begin Exercise materials

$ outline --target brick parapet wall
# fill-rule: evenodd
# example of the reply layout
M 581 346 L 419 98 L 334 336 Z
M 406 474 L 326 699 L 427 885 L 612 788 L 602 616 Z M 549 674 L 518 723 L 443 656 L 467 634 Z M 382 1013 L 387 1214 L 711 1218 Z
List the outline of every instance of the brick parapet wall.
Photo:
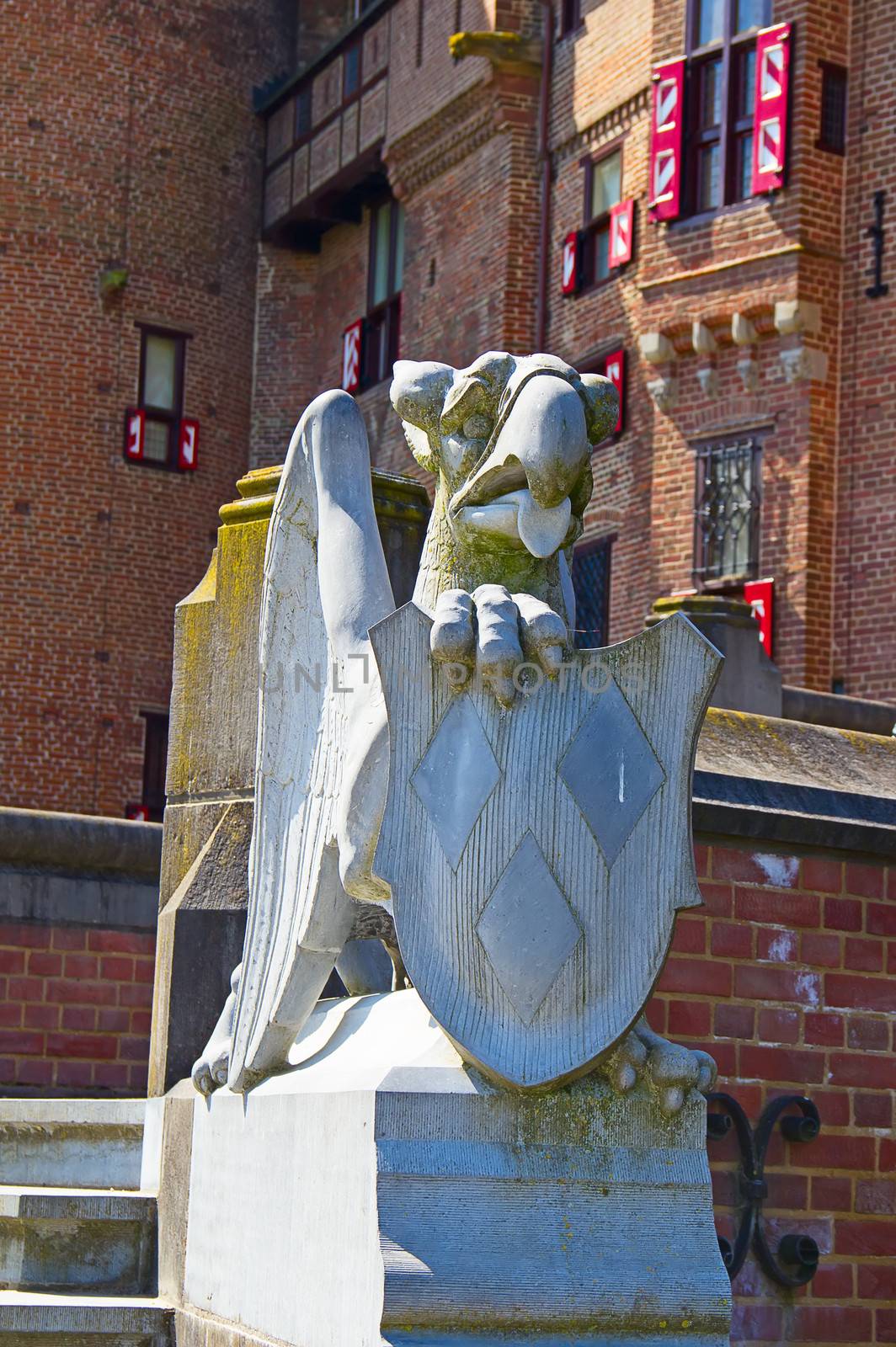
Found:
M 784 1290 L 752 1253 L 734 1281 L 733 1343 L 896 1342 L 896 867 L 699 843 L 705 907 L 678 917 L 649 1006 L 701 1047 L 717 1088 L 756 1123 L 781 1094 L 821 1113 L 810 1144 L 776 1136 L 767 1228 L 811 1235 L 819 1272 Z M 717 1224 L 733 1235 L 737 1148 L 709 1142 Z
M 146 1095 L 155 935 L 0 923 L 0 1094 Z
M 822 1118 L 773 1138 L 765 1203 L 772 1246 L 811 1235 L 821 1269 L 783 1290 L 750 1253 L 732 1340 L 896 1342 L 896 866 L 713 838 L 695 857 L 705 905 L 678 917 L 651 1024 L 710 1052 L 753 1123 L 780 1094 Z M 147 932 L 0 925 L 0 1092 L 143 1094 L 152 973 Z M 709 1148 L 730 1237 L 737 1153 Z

end Exercise materials
begin Exercise materials

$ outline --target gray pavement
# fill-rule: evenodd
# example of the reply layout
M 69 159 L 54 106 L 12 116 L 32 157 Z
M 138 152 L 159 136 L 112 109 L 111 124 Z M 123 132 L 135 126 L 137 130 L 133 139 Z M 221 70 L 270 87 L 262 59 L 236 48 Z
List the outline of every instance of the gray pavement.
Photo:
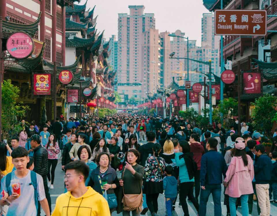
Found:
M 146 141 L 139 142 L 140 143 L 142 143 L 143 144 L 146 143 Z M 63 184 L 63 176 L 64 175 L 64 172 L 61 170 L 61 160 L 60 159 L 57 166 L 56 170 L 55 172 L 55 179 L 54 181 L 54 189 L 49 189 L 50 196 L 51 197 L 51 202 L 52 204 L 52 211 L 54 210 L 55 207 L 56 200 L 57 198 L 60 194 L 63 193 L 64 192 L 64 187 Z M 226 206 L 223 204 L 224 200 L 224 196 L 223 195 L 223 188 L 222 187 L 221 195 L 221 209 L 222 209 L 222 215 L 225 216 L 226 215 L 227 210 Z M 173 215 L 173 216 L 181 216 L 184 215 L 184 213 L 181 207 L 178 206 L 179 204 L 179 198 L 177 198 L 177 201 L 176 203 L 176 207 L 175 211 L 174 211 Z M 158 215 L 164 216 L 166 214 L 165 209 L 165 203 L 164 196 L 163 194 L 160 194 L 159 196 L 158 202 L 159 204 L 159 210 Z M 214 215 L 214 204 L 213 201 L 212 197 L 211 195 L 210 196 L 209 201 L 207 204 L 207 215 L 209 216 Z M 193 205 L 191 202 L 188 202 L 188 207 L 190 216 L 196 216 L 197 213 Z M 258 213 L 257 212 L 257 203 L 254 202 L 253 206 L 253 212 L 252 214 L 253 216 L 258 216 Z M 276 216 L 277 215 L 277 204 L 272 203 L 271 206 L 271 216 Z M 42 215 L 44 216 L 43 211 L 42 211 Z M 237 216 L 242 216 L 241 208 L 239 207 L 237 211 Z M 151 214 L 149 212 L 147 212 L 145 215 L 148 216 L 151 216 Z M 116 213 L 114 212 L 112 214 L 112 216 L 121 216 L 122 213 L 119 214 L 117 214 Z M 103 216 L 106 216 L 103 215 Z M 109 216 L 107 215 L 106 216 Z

end Exercise materials
begin Exercise materials

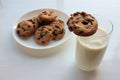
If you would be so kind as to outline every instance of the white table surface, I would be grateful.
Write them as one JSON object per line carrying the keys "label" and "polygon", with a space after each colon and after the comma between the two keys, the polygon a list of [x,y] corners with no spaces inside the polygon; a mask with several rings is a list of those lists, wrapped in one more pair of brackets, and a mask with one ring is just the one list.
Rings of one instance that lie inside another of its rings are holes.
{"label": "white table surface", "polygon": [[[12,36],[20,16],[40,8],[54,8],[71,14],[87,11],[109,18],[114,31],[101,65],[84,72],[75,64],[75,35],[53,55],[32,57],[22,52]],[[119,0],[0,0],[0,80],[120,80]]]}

end Exercise materials

Written exercise >>
List each line of the data above that contains the string "gray". Case counts.

Reply >>
$ outline --target gray pavement
List the outline of every instance of the gray pavement.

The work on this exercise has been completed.